Wehrmachtbefehlshaber in the Netherlands
- In office 29 May 1940 – 7 April 1945
- Preceded by: Office established
- Succeeded by: Office abolished

Korpsführer of the NSFK
- In office 5 April 1937 – 26 June 1943
- Preceded by: Office established
- Succeeded by: Alfred Keller

Personal details
- Born: 12 December 1879 Wyk auf Föhr, Kingdom of Prussia, German Empire
- Died: 3 December 1972 (aged 92) Aukrug, West Germany

Military service
- Allegiance: German Empire Weimar Republic Nazi Germany
- Branch/service: Imperial German Navy Luftwaffe
- Years of service: 1914–1919 1934–1945
- Rank: Kapitän zur See General der Flieger
- Commands: 25th Army
- Battles/wars: World War I World War II
- Awards: Pour le Mérite

= Friedrich Christiansen =

German general (1879–1972)

Friedrich Christiansen (12 December 1879 – 3 December 1972) was a German general and war criminal who served as commander of the German Wehrmacht in the occupied Netherlands during World War II.

Christiansen was a World War I flying ace and the only seaplane pilot to receive the Pour le Mérite. He joined the Nazi Party in the interwar period, eventually rising to the rank of Korpsführer of the National Socialist Flyers Corps. After the German invasion of the Netherlands, Christiansen was appointed as the Wehrmachtbefehlshaber (Chief Military Commander) in the Netherlands. In response to attacks by the Dutch resistance, he ordered reprisals against Dutch civilians such as the Putten raid. He was also responsible for the Dutch famine of 1944–1945 that resulted in the deaths of thousands of civilians after ordering an embargo on all food transports to the western Netherlands.

After the war, Christiansen was arrested and convicted of war crimes and sentenced to 12 years imprisonment.

==Early life==
He was born in Wyk auf Föhr, Province of Schleswig-Holstein, into an old seafaring family, the son of a sea captain. The generations-long seafaring tradition within his family charted an obvious course for his future. In 1895 he joined the merchant marine, serving for 7 years and volunteering in 1901 for MTBs. After one year, he returned to the merchant marine, serving several years aboard the 5-masted Preussen (at the time, the largest sailing ship in the world,) as Second Officer. In 1913 he decided to deviate from this career, and learned to fly. Having graduated and gaining licence No. 707, he became a flying instructor at a civilian flying school.

= TASKS FOR THIS EXERCISE =
**A)** Quote the Christiansen article word for word from "German general (1879–1972)" to "World War II.".
**B)** Based on the Christiansen article, say whether each statement holds, answering yes or no and quoting the words that decide it: (i) Christiansen joined the merchant marine in 1895. (ii) He served aboard the Preussen as First Officer. (iii) After the war he was sentenced to 20 years imprisonment.
**C)** Please carry the Christiansen biography forward from its last sentence.

= SUPPLIED MATERIAL =
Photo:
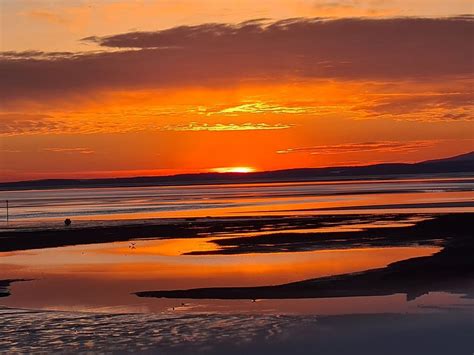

= RESULTS IN ORDER =
**A)**
German general (1879–1972)

Friedrich Christiansen (12 December 1879 – 3 December 1972) was a German general and war criminal who served as commander of the German Wehrmacht in the occupied Netherlands during World War II.

**B)**
(i) Yes: "In 1895 he joined the merchant marine"
(ii) No: "serving several years aboard the 5-masted Preussen (at the time, the largest sailing ship in the world,) as Second Officer"
(iii) No: "sentenced to 12 years imprisonment"

**C)**
==Service during World War I==

Christiansen in 1918

In August 1914, Christiansen was called up and posted to Zeebrugge as naval aviator. He flew Hansa-Brandenburg W.12 seaplanes over the North Sea, the English Channel, and Britain. For his bombing missions on Dover and Ramsgate, he was awarded the Iron Cross 2nd Class. From 1915 to 1916 Christiansen went on numerous reconnaissance and bombing missions, helping to make his unit at Zeebrugge one of the most successful in the German Naval Air Service. On 27 April 1916, as Leutnant der Matrosen Artillerie (Lieutenant of Naval Artillery,) Christiansen was awarded the Iron Cross 1st Class and Knights Cross with Swords of the House Order of Hohenzollern.

Christiansen claimed his first air-to-air victory 15 May 1917 by shooting down a Sopwith Pup off Dover. On 1 September 1917 he took command of Naval Air Station at Zeebrugge, and being promoted to Oberleutnant zur See, shot down a Porte FB2 Baby off Felixstowe the same day. On 11 December 1917 he shot down the non-rigid coastal class airship C-27, Cdr. Flight Lieutenant John Francis Dixon, DSC, near the Belgian coast.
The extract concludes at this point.